───── Supplied information ─────
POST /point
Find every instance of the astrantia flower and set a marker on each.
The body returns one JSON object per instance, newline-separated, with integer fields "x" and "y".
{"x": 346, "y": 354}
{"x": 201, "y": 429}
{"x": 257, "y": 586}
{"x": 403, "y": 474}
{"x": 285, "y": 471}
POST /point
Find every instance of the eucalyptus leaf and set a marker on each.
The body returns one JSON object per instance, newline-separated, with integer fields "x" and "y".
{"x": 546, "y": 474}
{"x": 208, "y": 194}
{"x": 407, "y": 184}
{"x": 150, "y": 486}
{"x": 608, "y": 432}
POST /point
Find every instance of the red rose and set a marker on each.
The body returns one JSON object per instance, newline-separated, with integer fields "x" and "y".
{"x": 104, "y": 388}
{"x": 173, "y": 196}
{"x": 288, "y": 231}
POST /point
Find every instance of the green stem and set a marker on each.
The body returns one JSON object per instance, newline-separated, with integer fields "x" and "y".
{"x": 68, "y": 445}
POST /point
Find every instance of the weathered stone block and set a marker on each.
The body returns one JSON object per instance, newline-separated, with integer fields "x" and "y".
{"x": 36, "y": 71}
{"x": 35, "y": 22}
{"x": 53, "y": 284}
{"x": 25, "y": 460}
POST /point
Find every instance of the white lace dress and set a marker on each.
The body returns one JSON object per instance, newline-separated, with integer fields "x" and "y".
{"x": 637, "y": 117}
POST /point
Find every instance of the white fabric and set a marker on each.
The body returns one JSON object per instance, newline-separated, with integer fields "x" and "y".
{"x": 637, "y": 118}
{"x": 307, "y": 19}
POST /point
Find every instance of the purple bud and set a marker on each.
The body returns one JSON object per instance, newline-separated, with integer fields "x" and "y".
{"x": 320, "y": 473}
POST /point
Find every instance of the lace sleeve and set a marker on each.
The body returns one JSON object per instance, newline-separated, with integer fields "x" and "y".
─────
* _What is needed_:
Reproduce all of the material above word for word.

* _Result_:
POST /point
Find every instance of the astrantia flower and set a marker on each.
The body returns one JSON object per instance, newline-separated, with integer fields "x" and "y".
{"x": 346, "y": 354}
{"x": 201, "y": 429}
{"x": 257, "y": 586}
{"x": 403, "y": 474}
{"x": 285, "y": 471}
POST /point
Find every instance of the eucalyptus leaf and set a marker on each.
The body returns one JSON object per instance, newline-separated, with integer fields "x" and "y".
{"x": 546, "y": 474}
{"x": 208, "y": 194}
{"x": 407, "y": 184}
{"x": 150, "y": 486}
{"x": 608, "y": 432}
POST /point
Find every instance of the red rose and set a marker on each.
The body returns one JSON object per instance, newline-separated, with integer fields "x" and "y".
{"x": 104, "y": 388}
{"x": 173, "y": 196}
{"x": 288, "y": 231}
POST /point
Find every instance of the green stem and set a marker on each.
The body returns one JSON object per instance, newline-separated, with integer fields "x" and "y".
{"x": 68, "y": 445}
POST /point
Find every instance of the weathered stone block and set a marker on each.
The body returns one JSON object per instance, newline-separated, with integer fields "x" and "y".
{"x": 36, "y": 71}
{"x": 35, "y": 22}
{"x": 53, "y": 284}
{"x": 25, "y": 460}
POST /point
Find every instance of the white lace dress and set a marker on each.
The body returns one JSON object per instance, newline-separated, with integer fields "x" and "y".
{"x": 637, "y": 117}
POST /point
Find every instance of the white fabric and set a marker on each.
The body returns one JSON object per instance, newline-separated, with integer fields "x" and "y".
{"x": 637, "y": 118}
{"x": 307, "y": 19}
POST /point
Find every instance of the purple bud and set a marker on each.
The body returns one JSON object per instance, newline-separated, with integer fields "x" and "y".
{"x": 320, "y": 473}
POST /point
Find every instance of the lace sleeve and set a marker on each.
The body returns one JSON object per instance, newline-separated, with integer fields "x" and "y".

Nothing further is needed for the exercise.